Saved data entries
▼

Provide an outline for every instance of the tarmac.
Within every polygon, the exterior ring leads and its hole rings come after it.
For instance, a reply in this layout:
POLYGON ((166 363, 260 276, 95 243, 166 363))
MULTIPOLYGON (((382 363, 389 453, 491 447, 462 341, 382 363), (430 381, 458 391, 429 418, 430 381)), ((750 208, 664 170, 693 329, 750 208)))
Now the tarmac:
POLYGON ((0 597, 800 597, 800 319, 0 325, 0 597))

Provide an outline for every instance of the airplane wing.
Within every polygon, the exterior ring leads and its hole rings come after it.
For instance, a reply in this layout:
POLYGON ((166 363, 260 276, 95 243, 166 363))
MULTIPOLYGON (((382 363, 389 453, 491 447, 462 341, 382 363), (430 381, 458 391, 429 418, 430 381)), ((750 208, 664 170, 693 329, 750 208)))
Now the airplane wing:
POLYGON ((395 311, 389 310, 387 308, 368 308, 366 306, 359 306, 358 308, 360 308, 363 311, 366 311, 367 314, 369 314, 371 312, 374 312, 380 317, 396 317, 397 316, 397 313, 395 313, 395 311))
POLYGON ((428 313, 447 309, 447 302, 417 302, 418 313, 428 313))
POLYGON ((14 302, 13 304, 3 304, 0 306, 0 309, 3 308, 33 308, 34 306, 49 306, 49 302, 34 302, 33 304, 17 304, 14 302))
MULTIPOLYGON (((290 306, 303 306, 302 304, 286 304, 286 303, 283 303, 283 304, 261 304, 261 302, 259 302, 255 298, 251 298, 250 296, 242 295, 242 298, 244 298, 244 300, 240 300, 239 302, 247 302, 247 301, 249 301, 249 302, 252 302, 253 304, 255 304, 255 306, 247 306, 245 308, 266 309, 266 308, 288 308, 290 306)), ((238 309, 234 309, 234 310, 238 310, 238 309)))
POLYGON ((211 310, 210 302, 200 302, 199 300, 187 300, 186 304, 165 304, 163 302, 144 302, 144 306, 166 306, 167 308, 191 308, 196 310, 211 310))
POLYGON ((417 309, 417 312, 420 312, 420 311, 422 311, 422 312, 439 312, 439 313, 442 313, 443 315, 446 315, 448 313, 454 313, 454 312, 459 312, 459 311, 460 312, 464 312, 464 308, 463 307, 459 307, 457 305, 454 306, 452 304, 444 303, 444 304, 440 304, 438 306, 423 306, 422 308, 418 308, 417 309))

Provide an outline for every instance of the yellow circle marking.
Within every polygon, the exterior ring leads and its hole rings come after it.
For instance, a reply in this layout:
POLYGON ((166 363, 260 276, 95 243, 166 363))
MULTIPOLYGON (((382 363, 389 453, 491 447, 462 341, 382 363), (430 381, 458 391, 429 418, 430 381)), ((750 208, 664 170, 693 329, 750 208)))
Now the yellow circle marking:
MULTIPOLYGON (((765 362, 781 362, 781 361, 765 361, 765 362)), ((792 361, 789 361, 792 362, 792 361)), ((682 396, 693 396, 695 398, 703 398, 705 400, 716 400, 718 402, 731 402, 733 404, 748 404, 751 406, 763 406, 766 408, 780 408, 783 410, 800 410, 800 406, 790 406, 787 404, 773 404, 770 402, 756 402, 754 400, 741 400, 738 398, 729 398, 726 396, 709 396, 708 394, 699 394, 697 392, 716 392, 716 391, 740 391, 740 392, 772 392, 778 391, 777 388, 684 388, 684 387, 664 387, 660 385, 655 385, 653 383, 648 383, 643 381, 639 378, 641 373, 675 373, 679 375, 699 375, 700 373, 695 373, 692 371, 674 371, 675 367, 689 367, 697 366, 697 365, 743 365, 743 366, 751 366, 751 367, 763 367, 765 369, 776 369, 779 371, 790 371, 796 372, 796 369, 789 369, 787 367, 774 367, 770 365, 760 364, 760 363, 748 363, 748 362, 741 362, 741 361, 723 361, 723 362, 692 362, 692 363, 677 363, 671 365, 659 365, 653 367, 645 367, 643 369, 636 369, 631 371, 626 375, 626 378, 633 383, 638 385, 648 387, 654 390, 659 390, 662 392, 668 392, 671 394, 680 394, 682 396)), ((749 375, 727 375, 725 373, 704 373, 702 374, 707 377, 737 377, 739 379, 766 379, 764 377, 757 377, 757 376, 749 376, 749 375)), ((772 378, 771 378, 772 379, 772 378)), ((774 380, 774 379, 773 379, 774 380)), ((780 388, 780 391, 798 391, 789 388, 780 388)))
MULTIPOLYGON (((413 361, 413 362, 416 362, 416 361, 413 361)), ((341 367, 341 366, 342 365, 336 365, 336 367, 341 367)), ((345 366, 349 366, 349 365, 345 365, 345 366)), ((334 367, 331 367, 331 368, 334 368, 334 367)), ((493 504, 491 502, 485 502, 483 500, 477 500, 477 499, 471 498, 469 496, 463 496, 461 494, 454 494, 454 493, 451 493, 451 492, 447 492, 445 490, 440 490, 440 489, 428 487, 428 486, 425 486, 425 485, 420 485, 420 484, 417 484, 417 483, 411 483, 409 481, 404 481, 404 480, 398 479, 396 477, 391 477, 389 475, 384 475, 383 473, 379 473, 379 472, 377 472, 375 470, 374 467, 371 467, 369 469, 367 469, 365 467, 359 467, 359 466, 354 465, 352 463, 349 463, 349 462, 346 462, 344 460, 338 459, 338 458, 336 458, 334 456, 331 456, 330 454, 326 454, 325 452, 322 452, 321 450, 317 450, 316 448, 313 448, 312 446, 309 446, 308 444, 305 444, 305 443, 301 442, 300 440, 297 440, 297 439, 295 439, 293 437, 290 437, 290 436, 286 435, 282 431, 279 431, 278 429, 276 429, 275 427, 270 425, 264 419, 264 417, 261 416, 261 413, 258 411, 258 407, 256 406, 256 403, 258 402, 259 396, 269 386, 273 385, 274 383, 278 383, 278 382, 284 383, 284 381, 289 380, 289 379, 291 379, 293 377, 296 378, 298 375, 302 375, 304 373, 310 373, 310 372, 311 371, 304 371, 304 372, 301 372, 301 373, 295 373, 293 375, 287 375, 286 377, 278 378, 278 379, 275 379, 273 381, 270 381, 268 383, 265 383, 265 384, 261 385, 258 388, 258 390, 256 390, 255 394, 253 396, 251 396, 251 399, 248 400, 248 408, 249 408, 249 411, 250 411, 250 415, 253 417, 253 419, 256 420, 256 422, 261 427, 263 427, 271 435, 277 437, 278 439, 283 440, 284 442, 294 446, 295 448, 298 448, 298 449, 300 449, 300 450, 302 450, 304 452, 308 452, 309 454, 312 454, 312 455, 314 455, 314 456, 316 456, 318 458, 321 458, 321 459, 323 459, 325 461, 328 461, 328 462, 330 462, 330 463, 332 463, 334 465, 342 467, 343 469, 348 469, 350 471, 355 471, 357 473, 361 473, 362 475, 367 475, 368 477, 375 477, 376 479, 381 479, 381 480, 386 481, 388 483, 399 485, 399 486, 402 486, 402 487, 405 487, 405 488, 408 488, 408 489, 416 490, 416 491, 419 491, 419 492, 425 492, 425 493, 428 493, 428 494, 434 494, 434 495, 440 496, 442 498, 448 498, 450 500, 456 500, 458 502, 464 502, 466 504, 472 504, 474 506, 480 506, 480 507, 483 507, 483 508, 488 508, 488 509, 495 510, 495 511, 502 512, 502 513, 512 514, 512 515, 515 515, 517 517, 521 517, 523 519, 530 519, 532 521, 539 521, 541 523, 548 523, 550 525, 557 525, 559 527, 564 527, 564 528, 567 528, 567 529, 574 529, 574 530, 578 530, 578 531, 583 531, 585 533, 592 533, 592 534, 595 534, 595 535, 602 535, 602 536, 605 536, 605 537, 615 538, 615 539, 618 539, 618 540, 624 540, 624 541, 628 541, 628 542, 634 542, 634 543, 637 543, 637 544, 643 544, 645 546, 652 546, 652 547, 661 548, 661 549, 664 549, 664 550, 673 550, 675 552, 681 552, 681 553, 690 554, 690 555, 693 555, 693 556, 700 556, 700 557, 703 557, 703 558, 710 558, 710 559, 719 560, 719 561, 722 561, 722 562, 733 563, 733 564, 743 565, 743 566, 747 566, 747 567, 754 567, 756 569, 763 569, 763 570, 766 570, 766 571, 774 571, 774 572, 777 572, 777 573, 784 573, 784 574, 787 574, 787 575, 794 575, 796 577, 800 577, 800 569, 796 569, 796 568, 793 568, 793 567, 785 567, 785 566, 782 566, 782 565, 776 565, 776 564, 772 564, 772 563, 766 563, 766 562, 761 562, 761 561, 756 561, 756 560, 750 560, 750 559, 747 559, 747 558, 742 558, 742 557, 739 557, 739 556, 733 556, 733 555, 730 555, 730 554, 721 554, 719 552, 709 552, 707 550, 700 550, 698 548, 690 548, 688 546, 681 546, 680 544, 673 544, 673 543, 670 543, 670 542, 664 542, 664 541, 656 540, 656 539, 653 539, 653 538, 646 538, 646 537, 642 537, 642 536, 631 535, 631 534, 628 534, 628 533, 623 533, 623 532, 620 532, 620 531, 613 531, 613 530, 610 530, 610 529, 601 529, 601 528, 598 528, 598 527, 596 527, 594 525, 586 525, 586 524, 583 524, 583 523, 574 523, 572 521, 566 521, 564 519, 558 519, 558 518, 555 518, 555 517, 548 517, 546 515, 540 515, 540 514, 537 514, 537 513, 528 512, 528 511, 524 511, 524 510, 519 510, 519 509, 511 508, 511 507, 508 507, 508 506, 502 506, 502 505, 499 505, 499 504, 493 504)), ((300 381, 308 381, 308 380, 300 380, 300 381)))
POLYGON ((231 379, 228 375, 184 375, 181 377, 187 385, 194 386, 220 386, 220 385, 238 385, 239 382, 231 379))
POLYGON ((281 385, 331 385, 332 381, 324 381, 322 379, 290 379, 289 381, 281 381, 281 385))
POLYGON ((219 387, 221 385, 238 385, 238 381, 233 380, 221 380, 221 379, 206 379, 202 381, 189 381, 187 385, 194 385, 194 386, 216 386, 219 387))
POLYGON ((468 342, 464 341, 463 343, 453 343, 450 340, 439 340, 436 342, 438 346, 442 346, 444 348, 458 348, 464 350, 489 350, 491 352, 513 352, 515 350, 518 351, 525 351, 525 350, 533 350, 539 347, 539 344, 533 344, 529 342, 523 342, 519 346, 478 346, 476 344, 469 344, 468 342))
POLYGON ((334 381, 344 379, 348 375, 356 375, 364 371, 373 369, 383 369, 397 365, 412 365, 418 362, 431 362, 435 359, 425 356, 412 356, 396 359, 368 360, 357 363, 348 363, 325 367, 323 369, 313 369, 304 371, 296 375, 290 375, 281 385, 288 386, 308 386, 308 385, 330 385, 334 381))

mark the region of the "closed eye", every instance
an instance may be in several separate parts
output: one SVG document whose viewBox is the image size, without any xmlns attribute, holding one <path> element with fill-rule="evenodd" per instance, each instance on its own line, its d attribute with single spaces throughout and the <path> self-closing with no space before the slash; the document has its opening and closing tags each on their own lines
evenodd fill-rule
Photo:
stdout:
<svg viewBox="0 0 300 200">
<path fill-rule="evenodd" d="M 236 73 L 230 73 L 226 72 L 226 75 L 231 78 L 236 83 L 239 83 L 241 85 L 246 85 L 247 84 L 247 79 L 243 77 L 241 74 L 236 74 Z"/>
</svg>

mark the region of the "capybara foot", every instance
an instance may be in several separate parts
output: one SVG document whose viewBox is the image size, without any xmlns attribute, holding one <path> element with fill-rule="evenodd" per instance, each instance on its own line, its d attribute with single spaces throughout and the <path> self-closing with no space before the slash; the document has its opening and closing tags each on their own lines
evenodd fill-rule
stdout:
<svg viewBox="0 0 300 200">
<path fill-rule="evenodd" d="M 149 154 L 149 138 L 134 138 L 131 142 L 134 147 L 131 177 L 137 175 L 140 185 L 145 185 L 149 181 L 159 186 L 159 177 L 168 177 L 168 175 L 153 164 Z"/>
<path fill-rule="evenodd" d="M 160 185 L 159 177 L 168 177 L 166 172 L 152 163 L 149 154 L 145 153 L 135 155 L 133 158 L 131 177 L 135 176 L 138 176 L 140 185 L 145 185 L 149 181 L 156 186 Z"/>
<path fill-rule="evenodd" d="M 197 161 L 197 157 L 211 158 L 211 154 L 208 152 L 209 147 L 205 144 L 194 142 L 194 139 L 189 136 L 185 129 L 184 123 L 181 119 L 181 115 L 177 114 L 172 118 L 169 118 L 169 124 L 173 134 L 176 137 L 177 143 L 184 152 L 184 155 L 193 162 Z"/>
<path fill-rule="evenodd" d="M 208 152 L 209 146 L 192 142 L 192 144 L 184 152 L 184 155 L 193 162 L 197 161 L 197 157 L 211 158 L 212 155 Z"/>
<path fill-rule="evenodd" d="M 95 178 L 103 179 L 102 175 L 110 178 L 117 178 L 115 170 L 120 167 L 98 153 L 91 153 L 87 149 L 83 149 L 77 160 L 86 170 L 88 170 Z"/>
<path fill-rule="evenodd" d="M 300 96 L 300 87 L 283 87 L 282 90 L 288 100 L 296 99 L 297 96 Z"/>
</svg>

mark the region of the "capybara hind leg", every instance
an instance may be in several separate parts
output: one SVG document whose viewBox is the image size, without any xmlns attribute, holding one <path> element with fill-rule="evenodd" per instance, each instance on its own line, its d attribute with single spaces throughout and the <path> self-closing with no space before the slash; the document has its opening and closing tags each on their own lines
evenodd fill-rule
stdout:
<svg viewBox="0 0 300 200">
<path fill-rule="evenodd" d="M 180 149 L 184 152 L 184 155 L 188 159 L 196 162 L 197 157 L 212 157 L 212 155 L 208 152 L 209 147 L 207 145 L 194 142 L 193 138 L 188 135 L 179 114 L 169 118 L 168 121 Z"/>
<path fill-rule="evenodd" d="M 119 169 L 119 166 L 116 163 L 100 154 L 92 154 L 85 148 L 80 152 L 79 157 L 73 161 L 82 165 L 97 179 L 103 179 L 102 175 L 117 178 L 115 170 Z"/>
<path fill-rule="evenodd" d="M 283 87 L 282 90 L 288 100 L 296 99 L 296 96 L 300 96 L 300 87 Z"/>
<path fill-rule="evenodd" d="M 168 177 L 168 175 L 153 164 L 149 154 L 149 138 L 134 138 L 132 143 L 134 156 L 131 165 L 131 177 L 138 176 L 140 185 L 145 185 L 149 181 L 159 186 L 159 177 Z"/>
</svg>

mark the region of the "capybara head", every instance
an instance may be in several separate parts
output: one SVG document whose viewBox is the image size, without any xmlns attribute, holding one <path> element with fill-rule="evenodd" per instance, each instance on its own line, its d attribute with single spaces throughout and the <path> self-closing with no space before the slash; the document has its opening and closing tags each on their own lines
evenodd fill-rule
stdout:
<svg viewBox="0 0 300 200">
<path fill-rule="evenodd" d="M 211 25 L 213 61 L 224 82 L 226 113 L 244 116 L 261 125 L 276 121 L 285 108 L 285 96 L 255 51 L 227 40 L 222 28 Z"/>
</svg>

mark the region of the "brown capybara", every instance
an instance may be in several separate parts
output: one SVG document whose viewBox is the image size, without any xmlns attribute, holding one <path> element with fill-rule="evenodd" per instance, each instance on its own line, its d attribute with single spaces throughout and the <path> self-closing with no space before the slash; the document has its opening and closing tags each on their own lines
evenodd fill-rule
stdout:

▲

*Problem*.
Note each line of the entries that has "capybara" in it, and copy those lines.

*Exercise solution*.
mark the region of the "capybara foot", every instance
mark the region of the "capybara hind leg", every instance
mark the region of the "capybara head", every instance
mark the region of the "brown capybara", every instance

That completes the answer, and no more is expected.